Document extract:
%%

The Problem of Memory in Memoir Writing
Over the past few months, I’ve been writing a religious nonfiction book centered around recovering from trauma. A huge part of the beginning of the book is telling my story so readers can understand where I’m coming from. So, although it’s not a memoir, per se, it’s quite memoir-esque, and I quickly discovered a problem.
To prepare myself for writing and ensure I captured all the significant teaching points for the book I should, I went back and reread all of my journals. All of them (I have about 40). In the process of going over the entries, I realized that much of my memory was sparse or downright inaccurate. This reality isn’t surprising to me from a neurological perspective. Memory is, in fact, an imperfect thing, because the brain is imperfect. I could recall certain events, for example, but I was often off about when they happened not by weeks or months, but by years. Trauma only complicates the issue, because it dramatically influences the encoding of the events. If you’ve been through hades, you might not remember much of it at all.
Now, not everyone is writing with trauma as a backdrop. But the experience of reorienting myself to what really happened made me realize that, if anyone is going to write a memoir, they have to account for errors in their recollection. But how can writers do that?
Talk to others
There might be events that are relevant to your memoir that you experienced alone. But quite often, others were there to experience the event, too. Ask them questions about what they remember. How closely does their memory jive with yours? Does it fill in any important gaps? It’s OK if their answers lead you to need to ask questions of other people. But look for consistency. Other people can remember incorrectly just as you might. So, if one person gives a recount of the event that is dramatically different than most of the others you talk to, try to identify the reason why.

%%

Dataset content:
%%

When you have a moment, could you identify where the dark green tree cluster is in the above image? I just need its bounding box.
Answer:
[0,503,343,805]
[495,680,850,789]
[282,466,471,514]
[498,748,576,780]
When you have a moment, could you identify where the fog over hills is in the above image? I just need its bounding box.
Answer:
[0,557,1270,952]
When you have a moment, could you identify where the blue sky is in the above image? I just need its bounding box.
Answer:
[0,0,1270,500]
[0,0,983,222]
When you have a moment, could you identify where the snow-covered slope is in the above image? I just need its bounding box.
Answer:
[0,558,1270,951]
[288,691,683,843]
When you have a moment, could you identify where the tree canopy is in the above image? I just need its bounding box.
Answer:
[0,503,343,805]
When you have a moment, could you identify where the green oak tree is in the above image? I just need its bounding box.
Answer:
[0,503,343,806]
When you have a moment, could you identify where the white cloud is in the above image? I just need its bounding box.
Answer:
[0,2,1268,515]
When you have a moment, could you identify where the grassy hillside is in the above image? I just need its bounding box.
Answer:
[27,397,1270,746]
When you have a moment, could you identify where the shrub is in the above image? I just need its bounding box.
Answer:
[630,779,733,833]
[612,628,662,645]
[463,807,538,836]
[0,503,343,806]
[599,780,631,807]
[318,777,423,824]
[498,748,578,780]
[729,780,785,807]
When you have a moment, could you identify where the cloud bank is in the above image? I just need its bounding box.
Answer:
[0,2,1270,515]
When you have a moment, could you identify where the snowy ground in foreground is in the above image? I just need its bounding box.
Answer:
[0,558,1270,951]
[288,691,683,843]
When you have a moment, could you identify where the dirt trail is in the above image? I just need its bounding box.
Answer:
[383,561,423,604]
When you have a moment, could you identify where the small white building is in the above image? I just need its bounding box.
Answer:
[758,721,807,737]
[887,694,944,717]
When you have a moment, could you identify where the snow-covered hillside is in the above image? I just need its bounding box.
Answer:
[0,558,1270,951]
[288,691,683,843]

%%

Requirement 1:
In the text on memory in memoir writing, how many journals did the writer reread before beginning the book?
Requirement 2:
Extend the text on memory in memoir writing, picking up after its final sentence.

Answer box 1:
About 40.

Answer box 2:
Seek a professional
Trained therapists often can help you dig deeper into memories through all kinds of techniques. Tools like scents, family photos, or music often can serve as triggers for recall. Good therapists can use those tools in a safe setting to help you explore whatever is in your past. In some cases, this exploration can allow you to understand where you had perceived events erroneously or incompletely.
Get the facts
In some cases, the people who could have helped you remember are gone or unavailable. My parents, for instance, have been passed away for years. But often, there are other non-personal records that can offer clues. For instance, are there print or online articles from newspapers? What about legal filings, yearbooks, or old video footage? More than one writer has followed a paper trail to uncover the truth.
Admit the mess
In the worst-case scenario, it’s OK to admit in your memoir that your recall isn’t clear in specific areas. If you opt for this, simply be clear about what you perceived and the way it shaped how you moved forward.
Memoirs can be every bit as entertaining and moving as other types of writing. Problems of recall, however, can be a snare to a great draft. The good news is, there are ways to verify what happened and get closer to the real way things went down. Even when that’s tough, readers will understand if you are upfront about what you do and don’t remember.